§ WHAT TO PRODUCE
Add 18 to each coordinate in the answers, and write out every line of the records again with those new values. Leave the pictures out.

(Stored data)
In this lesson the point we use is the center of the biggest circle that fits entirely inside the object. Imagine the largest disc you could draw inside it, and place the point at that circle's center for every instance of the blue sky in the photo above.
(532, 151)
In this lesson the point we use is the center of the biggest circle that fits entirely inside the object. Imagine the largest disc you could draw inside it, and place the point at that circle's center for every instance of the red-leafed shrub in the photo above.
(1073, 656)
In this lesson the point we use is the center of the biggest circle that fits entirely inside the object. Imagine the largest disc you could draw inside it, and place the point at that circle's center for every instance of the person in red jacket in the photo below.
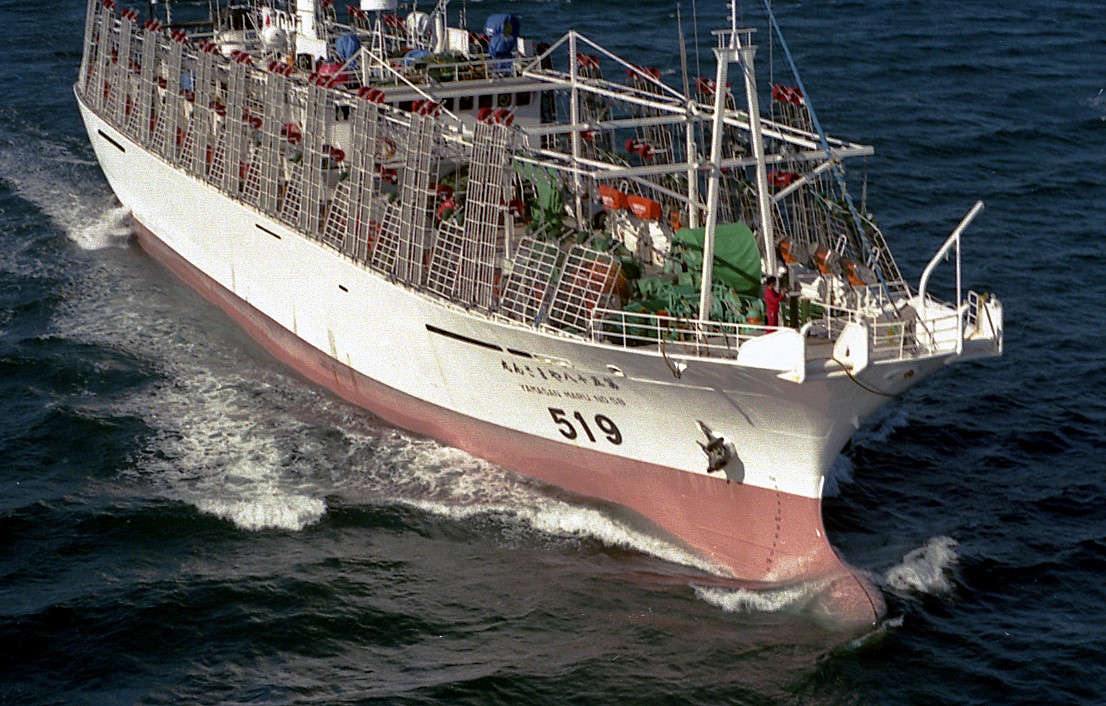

§ THE COMPLETED TASK
In this lesson the point we use is the center of the biggest circle that fits entirely inside the object. Imagine the largest disc you could draw inside it, and place the point at that circle's center for every instance of the blue sky in the photo above.
(550, 169)
In this lesson the point we use is the center of the biggest circle that fits entirely inside the object. Imagine the largest disc you could draw inside it, and place the point at that circle's center for every instance of the red-leafed shrub in the photo above.
(1091, 674)
In this lesson the point we use is the center of the biggest circle that fits entirely inside the object. Imagine the largest disc you could draw inside it, and place the point at that circle's center for every instance of the person in red jacket in the photo below.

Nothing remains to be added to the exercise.